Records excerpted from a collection
= = = =

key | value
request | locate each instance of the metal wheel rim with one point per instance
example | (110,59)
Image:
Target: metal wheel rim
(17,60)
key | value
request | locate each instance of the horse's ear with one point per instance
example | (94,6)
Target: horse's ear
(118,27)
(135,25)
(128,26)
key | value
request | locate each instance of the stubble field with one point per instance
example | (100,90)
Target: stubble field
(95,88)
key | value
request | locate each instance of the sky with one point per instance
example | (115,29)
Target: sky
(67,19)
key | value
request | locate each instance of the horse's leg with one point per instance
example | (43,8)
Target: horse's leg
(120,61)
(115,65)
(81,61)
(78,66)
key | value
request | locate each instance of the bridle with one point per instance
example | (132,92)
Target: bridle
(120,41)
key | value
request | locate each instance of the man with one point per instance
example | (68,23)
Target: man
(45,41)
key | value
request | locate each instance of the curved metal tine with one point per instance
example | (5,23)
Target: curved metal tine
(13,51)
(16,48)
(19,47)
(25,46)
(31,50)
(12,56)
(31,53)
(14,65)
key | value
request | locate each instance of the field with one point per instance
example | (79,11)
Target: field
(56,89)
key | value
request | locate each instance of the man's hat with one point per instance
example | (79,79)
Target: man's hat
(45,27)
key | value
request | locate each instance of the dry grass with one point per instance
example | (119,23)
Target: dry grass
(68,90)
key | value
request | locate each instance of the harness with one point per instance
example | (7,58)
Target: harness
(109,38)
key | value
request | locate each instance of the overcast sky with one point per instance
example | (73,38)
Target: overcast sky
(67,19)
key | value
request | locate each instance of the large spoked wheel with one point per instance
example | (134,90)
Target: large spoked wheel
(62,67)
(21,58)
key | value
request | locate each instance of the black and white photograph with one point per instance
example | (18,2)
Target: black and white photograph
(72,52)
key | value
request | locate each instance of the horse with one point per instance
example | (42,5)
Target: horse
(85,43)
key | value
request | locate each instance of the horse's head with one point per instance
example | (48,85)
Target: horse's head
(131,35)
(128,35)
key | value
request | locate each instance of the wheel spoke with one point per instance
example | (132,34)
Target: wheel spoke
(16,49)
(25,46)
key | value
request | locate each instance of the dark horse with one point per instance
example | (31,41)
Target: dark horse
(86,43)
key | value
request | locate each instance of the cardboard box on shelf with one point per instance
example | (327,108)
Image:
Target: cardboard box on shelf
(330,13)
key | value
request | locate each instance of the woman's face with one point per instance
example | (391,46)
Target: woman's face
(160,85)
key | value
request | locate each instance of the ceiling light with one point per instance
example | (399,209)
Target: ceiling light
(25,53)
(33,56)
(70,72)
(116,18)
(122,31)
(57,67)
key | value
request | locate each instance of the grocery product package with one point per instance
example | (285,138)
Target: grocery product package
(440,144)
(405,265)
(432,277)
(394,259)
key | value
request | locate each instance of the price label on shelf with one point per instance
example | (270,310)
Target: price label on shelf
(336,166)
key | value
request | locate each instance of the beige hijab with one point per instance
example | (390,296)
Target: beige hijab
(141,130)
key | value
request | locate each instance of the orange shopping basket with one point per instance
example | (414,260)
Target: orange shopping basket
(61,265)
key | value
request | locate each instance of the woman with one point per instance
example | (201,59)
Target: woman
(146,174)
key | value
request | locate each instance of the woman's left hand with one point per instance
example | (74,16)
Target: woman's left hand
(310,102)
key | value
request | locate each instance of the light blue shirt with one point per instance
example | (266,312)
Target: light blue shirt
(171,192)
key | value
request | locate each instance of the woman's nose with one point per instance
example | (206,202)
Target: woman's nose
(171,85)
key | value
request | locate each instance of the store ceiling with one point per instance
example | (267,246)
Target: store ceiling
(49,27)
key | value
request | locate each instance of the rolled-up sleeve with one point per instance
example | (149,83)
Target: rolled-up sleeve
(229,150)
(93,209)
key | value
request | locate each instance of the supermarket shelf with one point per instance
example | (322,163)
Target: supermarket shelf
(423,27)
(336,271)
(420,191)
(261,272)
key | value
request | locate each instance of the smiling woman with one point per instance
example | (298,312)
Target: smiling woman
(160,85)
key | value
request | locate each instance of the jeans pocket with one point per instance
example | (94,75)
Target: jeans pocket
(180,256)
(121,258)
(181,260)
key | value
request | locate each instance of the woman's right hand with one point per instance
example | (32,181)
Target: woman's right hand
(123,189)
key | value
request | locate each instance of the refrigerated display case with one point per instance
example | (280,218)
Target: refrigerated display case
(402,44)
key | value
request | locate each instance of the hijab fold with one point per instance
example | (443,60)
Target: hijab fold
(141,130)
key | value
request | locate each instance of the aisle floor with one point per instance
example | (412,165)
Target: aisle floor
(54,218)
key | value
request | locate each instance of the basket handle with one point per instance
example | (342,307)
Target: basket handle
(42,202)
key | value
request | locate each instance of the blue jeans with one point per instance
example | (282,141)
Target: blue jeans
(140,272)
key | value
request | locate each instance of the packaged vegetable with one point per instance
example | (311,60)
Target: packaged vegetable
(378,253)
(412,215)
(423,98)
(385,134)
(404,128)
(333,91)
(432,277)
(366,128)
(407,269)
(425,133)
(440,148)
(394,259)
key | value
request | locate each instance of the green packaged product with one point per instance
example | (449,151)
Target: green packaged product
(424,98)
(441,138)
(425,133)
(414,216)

= = = =

- [BRIEF]:
Write an exact transcription of every entry above.

- [RESULT OF THIS TASK]:
key | value
request | locate each instance of the metal wheel rim with one point per instance
example | (110,59)
Image:
Target: metal wheel rim
(17,60)
key | value
request | locate each instance of the horse's ear with one point per instance
example | (94,6)
Target: horse's ear
(118,27)
(135,25)
(128,26)
key | value
request | locate each instance of the stubble field with one point per instance
example | (100,90)
Target: stubble field
(95,88)
key | value
request | locate each instance of the sky with one point per instance
example | (115,29)
Target: sky
(67,19)
key | value
request | locate each instance of the horse's leg with one point per instance
example | (43,8)
Target: horse's leg
(120,61)
(115,65)
(81,61)
(78,66)
key | value
request | locate each instance of the bridle with one point per instance
example | (132,92)
Target: bridle
(120,41)
key | value
request | locate each instance of the man with one point per instance
example | (68,23)
Target: man
(45,41)
key | value
request | locate each instance of the curved metal tine with one point per instance
example | (5,23)
Target: curved metal tine
(13,51)
(16,48)
(19,47)
(25,46)
(31,50)
(12,56)
(31,53)
(14,65)
key | value
request | locate each instance of the field with one point per instance
example | (79,11)
Target: field
(56,89)
key | value
request | locate each instance of the man's hat with one point per instance
example | (79,79)
Target: man's hat
(45,27)
key | value
request | locate each instance of the dry grass with one point per instance
example | (119,23)
Target: dry grass
(68,90)
key | value
request | locate each instance of the harness with one point per instance
example | (7,58)
Target: harness
(109,38)
key | value
request | locate each instance of the overcast sky with one point per instance
example | (73,38)
Target: overcast sky
(67,19)
key | value
request | locate each instance of the large spoked wheel with one point per instance
example | (134,90)
Target: large spoked wheel
(62,67)
(21,58)
key | value
request | locate each instance of the black and white photograph with one point per instance
example | (18,2)
Target: black and white photograph
(72,52)
key | value
request | locate each instance of the horse with one point per instance
example | (42,5)
Target: horse
(85,43)
key | value
request | locate each instance of the horse's head with one point per instance
example | (48,85)
Target: horse's head
(131,35)
(128,35)
key | value
request | locate each instance of the wheel spoke with one point per instance
example | (132,34)
Target: wheel spoke
(16,49)
(25,46)
key | value
request | locate each instance of the dark horse with one point per instance
example | (31,41)
Target: dark horse
(86,43)
key | value
request | locate each instance of the cardboard box on shelf with one point per instance
example | (327,108)
Image:
Target: cardboard box on shelf
(330,13)
key | value
request | locate each instance of the woman's face with one point per instance
example | (391,46)
Target: woman's face
(160,85)
key | value
request | locate each instance of the ceiling light with one point per instance
example | (399,209)
Target: ceiling light
(25,53)
(33,56)
(70,72)
(116,18)
(122,31)
(57,67)
key | value
request | locate each instance of the grocery product package with one point per instance
example | (285,138)
Target: grocery product package
(440,144)
(405,265)
(432,277)
(394,259)
key | value
request | locate each instance of the price label on shelf with one point per instance
example | (270,310)
Target: price label on shelf
(336,166)
key | value
request | locate each instance of the beige hijab with one point per instance
example | (390,296)
Target: beige hijab
(141,130)
key | value
request | locate each instance of the orange shopping basket with one point per instance
example | (414,260)
Target: orange shopping basket
(61,265)
key | value
request | locate each instance of the woman with one point per instance
example | (201,59)
Target: woman
(146,174)
key | value
request | locate each instance of the woman's left hand with one point per instance
example | (74,16)
Target: woman's left hand
(310,102)
key | value
request | locate each instance of the light blue shirt with one point per instance
example | (266,312)
Target: light blue shirt
(171,192)
key | value
request | locate each instance of the woman's nose with one point per instance
example | (206,202)
Target: woman's nose
(171,85)
key | value
request | locate each instance of the store ceiling with one point per instance
example | (267,246)
Target: store ceiling
(49,27)
key | value
request | locate each instance of the rolled-up sleeve with one point per instance
example | (149,83)
Target: rolled-up sleeve
(229,150)
(93,209)
key | value
request | locate each instance of the supermarket shelf with one point per instance
example | (322,163)
Target: supermarket shelf
(423,27)
(336,271)
(420,191)
(261,272)
key | value
request | locate each instance of the smiling woman with one point per instance
example | (298,312)
Target: smiling woman
(160,85)
key | value
request | locate each instance of the jeans pocket with one point per instance
example | (94,75)
Target: jeans pocket
(180,256)
(121,258)
(181,260)
key | value
request | locate each instance of the woman's right hand with one point per instance
example | (32,181)
Target: woman's right hand
(123,189)
key | value
request | locate each instance of the refrigerated display case with one point per instance
example | (280,218)
Target: refrigerated display case
(402,44)
key | value
request | locate each instance of the hijab fold with one point per instance
example | (443,60)
Target: hijab fold
(141,130)
key | value
request | locate each instance of the aisle floor with one point per instance
example | (412,165)
Target: aisle floor
(54,218)
key | value
request | locate each instance of the basket handle with one point per instance
example | (342,307)
Target: basket handle
(42,202)
key | value
request | locate each instance of the blue jeans with one point per instance
example | (282,141)
Target: blue jeans
(140,272)
key | value
request | locate each instance of the packaged vegetable with one point per instance
example | (311,60)
Target: packaged vegetable
(378,253)
(412,215)
(423,98)
(385,134)
(404,128)
(333,91)
(432,277)
(366,128)
(407,269)
(425,133)
(440,148)
(394,259)
key | value
request | locate each instance of the green packaged product with one point per instance
example | (449,151)
Target: green packaged product
(424,98)
(441,138)
(425,133)
(414,216)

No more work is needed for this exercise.